What you need to do
The required result is the exact run of lines beginning at the one containing "task: give the mask of every instance of the railroad" and ending at the last line of the entries.

==== Task material ====

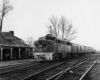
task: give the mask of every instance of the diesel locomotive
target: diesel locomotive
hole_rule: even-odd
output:
[[[34,42],[34,58],[44,60],[59,60],[63,58],[79,57],[94,53],[91,47],[67,42],[47,34]]]

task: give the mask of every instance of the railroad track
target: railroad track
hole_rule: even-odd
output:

====

Full solution
task: give the mask of every instance of the railroad track
target: railroad track
hole_rule: even-odd
output:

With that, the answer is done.